*Work instructions*:
a: In the AI alignment excerpt, rewrite the stretch from "Why do you even" through "state to be in.", swapping "the law" for "the rules".
b: Keep the AI alignment excerpt going from its last sentence.

*Excerpt to read*:
[Start of section]

Therefore I think it's extremely, wildly wrong to expect "we can make AI agents a lot more [reflectively goal stable with predictable goals and safe failure-modes] than humans typically are".

but, Claude sure as hell seems to

Why do you even consider this relevant evidence?

[Edit 25/02/25:
To expand on this last point, you're saying:

If we have agents that sure as hell seem to care about the law and are not just pretending (they really will, in most cases, act like they care about the law) then that seems to be a good state to be in.

It seems like you're doing the same dichotomy here, where you say it's either pretending or it's aligned. I know that they will act like they care about the law. We both see the same evidence, I'm not just ignoring it. I just think you're interpreting this evidence poorly, perhaps by being insufficiently careful about "alignment" as meaning "reflectively goal stable with predictable goals and predictable instabilities" vs "acts like a law-abiding citizen at the moment".

]

(vague memory from the in person discussions we had last year, might be inaccurate):

jeremy!2023: If you're expecting AI to be capable enough to "accelerate alignment research" significantly, it'll need to be a full-blown agent that learns stuff. And that'll be enough to create alignment problems because data-efficient long-horizon generalization is not something we can do.

[End of section]

*Data block*:
[Start of section]

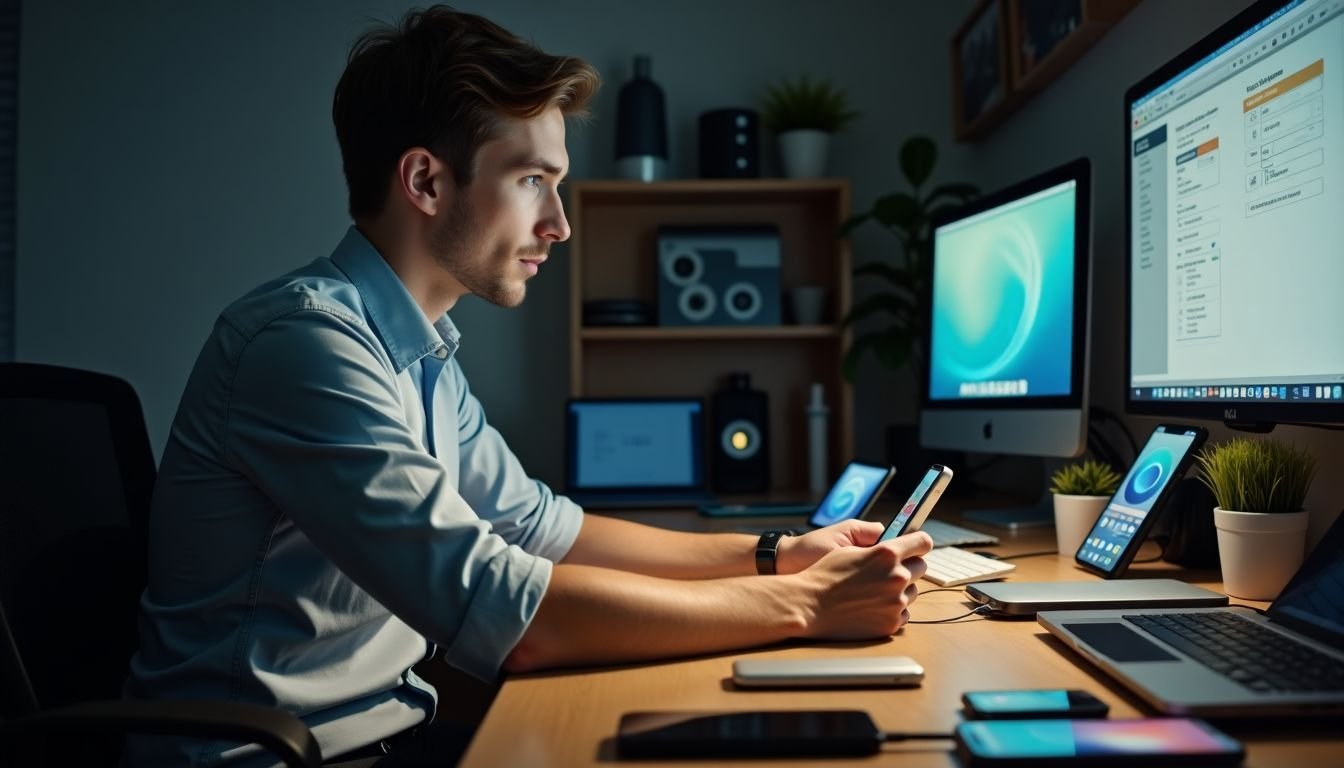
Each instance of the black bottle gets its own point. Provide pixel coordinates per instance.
(641, 128)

[End of section]

*Exercise responses*:
a:
Why do you even consider this relevant evidence?

[Edit 25/02/25:
To expand on this last point, you're saying:

If we have agents that sure as hell seem to care about the rules and are not just pretending (they really will, in most cases, act like they care about the rules) then that seems to be a good state to be in.

b:
joshc!2023: No way, all you need is AI with stereotyped skills. Imagine how fast we could do interp experiments if we had AIs that were good at writing code but dumb in other ways!

...

joshc!now:

Training AI agents so they can improve their beliefs (e.g. do research) as well as the best humans can.

Seems like the reasoning behind your conclusions has changed a lot since we talked, but the conclusions haven't changed much?

If you were an AI: Negative reward, probably a bad belief updating process.

Something important is that "significantly accelerate alignment research" isn't the same as "making AIs that we're happy to fully defer to". This post is talking about conditions needed for deference and how we might achieve them.

(Some) acceleration doesn't require being fully competitive with humans while deference does.

I think AIs that can autonomously do moderate duration ML tasks (e.g., 1 week tasks), but don't really have any interesting ideas could plausibly speed up safety work by 5-10x if they were cheap and fast enough.

(Some) acceleration doesn't require being fully competitive with humans while deference does.

Agreed. The invention of calculators was useful for research, and the invention of more tools will also be helpful.

I think AIs that can autonomously do moderate duration ML tasks (e.g., 1 week tasks), but don't really have any interesting new ideas could plausibly speed up safety work by 5-10x if they were cheap and fast enough.

Maybe some kinds of "safety work", but real alignment involves a human obtaining a deep understanding of intelligence and agency. The path to this understanding probably isn't made of >90% moderate duration ML tasks. (You need >90% to get 5-10x because of communication costs, it's often necessary to understand details of experiment implementation to get insight from them. And costs from the AI making mistakes and not quite doing the experiments right).

A typical crux is that I think we can increase our chances of "real alignment" using prosaic and relatively unenlightened ML reasearch without any deep understanding.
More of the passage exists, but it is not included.